**SET TASK**.
Could you rewrite the entries below with every "arched window" changed to "round-topped window", keeping everything else the same and leaving out the pictures?

--- Start ---

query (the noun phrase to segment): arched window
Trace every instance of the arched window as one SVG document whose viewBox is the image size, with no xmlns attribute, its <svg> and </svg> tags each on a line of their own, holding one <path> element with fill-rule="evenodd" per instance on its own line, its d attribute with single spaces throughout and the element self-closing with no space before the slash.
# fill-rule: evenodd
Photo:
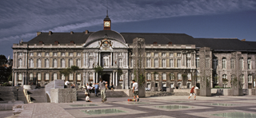
<svg viewBox="0 0 256 118">
<path fill-rule="evenodd" d="M 226 69 L 226 57 L 222 58 L 222 69 Z"/>
</svg>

--- End ---

**RESPONSE TO THIS TASK**.
query (the noun phrase to segment): round-topped window
Trace every instance of the round-topped window as one SVG document whose viewBox is the image size, with no xmlns attribute, its <svg> and </svg> tags each on a line of their own, holding one <path> element with fill-rule="evenodd" per instance on its own line, its d attribute with single spaces throughout and the element self-closing with no space before the slash.
# fill-rule: evenodd
Photo:
<svg viewBox="0 0 256 118">
<path fill-rule="evenodd" d="M 226 69 L 226 57 L 222 58 L 222 69 Z"/>
</svg>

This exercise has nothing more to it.